* Exercise details *
Find the line in the material below that contains "Could you please spot the riverbank", then give it again, with all later lines, exactly as shown.

* Data under study *
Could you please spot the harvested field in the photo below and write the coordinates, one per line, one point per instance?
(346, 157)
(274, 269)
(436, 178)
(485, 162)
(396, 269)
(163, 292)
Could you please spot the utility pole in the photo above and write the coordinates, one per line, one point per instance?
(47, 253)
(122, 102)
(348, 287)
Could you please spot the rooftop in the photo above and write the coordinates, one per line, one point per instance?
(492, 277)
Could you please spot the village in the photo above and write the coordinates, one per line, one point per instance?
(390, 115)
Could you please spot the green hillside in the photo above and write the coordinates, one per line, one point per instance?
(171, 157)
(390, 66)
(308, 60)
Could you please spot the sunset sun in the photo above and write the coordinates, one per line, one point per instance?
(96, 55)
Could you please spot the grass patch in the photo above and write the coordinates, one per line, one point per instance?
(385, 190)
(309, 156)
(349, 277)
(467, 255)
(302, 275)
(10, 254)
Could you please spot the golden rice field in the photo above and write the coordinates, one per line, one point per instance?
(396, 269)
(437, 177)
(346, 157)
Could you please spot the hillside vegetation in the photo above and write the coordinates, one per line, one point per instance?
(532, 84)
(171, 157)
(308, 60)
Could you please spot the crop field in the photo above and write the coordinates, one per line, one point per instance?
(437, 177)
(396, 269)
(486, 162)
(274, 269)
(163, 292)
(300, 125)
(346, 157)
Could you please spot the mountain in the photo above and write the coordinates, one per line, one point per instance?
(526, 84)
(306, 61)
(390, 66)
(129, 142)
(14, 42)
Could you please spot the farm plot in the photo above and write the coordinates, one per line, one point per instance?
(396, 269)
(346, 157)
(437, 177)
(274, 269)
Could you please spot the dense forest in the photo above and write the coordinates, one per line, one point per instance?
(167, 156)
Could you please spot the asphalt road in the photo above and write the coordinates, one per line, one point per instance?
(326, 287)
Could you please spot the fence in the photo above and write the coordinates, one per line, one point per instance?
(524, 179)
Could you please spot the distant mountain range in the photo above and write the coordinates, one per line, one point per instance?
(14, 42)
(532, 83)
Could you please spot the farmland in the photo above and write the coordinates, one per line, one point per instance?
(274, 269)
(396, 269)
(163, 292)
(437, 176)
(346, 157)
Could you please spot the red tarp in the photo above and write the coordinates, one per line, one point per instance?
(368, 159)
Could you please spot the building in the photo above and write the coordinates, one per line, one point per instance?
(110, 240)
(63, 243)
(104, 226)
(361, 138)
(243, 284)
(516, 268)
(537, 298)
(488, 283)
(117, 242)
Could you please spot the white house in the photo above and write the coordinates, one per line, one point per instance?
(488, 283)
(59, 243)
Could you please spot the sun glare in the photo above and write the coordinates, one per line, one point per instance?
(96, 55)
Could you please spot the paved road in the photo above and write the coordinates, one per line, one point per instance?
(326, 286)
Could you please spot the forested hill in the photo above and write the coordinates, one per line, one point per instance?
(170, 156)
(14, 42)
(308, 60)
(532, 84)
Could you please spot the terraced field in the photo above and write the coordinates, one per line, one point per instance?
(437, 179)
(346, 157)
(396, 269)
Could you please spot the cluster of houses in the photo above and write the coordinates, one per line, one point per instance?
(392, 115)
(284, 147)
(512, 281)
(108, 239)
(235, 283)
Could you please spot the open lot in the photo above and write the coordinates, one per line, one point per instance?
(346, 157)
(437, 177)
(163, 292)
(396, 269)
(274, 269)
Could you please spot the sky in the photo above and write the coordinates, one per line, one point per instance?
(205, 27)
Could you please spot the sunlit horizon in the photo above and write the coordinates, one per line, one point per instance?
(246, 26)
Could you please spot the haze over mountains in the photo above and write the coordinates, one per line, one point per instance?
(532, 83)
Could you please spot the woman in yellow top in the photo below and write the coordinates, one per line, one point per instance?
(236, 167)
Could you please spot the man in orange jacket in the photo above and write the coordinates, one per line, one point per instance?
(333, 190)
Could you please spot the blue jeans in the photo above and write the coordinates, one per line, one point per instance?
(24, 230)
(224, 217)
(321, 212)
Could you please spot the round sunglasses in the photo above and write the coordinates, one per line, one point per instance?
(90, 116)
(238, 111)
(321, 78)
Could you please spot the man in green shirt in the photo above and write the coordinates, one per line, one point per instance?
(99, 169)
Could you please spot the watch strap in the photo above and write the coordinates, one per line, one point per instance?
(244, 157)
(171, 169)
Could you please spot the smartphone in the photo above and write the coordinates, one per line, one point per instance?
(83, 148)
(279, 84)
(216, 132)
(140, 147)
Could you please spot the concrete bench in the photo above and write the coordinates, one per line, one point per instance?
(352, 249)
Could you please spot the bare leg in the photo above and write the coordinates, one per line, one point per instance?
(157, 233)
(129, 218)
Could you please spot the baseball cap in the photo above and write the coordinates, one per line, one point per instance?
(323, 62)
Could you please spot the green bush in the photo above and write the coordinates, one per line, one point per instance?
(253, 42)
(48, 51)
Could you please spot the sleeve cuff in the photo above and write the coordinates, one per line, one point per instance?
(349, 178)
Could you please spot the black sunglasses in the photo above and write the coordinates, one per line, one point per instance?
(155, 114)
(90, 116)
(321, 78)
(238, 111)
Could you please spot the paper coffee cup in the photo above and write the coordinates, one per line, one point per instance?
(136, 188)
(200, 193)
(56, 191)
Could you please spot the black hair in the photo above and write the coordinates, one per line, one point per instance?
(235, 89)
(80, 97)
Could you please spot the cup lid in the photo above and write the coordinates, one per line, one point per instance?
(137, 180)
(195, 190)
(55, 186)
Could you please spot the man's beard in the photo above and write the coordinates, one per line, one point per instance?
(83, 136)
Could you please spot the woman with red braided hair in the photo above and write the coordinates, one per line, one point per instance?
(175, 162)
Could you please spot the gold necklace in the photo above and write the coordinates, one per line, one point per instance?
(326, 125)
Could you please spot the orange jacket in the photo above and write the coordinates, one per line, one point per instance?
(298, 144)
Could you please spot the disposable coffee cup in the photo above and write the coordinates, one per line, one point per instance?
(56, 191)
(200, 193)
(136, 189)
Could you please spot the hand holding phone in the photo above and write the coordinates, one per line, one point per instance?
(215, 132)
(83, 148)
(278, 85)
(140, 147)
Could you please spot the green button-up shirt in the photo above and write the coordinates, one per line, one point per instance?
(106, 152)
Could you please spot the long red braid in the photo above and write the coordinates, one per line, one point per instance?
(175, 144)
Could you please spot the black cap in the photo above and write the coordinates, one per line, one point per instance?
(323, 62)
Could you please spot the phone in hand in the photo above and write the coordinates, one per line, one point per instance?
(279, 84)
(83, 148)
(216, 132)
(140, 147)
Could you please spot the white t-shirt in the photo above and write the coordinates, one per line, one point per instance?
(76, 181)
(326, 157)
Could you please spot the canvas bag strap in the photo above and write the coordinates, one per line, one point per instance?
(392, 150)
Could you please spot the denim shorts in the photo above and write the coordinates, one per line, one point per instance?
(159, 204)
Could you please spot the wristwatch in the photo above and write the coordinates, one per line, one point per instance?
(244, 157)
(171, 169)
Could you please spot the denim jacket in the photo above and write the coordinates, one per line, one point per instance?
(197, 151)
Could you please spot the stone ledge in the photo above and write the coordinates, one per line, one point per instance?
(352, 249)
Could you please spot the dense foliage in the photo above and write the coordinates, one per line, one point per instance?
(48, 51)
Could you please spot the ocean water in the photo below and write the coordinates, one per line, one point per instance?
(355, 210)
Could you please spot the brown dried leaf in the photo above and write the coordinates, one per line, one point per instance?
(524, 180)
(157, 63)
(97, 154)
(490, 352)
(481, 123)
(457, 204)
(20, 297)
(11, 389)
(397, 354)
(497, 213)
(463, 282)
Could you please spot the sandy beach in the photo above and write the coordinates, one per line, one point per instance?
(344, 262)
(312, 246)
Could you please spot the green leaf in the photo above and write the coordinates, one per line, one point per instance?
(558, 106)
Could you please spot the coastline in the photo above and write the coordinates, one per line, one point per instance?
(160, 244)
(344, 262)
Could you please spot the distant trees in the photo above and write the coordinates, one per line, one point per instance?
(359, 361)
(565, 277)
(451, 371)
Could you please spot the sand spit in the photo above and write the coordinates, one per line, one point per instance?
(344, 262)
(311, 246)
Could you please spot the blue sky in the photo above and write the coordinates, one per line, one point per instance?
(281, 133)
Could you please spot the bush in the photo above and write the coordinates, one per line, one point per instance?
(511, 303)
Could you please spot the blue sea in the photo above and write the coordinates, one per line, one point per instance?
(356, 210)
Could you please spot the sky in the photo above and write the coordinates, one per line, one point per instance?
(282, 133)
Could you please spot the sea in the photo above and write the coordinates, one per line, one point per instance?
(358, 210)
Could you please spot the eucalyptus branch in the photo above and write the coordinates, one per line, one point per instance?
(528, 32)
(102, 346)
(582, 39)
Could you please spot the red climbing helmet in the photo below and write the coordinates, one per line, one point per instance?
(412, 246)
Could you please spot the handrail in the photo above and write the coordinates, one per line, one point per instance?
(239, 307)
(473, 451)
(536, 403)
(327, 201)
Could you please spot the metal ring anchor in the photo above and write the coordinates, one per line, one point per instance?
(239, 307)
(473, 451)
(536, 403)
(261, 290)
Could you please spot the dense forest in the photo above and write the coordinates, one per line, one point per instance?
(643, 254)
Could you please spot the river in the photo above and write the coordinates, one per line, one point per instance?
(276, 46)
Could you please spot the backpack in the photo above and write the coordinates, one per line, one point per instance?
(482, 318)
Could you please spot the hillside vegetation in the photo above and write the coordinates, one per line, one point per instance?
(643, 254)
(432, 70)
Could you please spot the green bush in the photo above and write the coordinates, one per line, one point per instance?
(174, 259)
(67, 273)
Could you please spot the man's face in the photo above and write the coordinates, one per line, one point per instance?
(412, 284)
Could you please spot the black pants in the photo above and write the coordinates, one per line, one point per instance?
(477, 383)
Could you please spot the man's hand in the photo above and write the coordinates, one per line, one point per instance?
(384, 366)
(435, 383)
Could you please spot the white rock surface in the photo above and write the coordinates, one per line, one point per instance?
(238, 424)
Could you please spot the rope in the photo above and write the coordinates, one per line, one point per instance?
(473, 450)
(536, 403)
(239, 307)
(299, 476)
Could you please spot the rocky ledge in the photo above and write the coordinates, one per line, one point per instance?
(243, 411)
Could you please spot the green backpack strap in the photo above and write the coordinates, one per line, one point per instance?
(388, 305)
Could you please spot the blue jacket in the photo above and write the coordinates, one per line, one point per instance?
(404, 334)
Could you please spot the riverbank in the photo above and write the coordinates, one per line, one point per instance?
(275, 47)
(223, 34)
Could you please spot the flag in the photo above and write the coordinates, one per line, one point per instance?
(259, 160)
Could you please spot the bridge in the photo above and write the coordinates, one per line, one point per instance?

* Task result *
Could you please spot the riverbank in the photo above and write the coordinates, one per line, one point per instance?
(275, 47)
(223, 34)
Could you please spot the flag in the photo above and write the coordinates, one per line, one point per instance?
(259, 160)
Could you please spot the bridge in the photo above and write the coordinates, one per line, one point per instance?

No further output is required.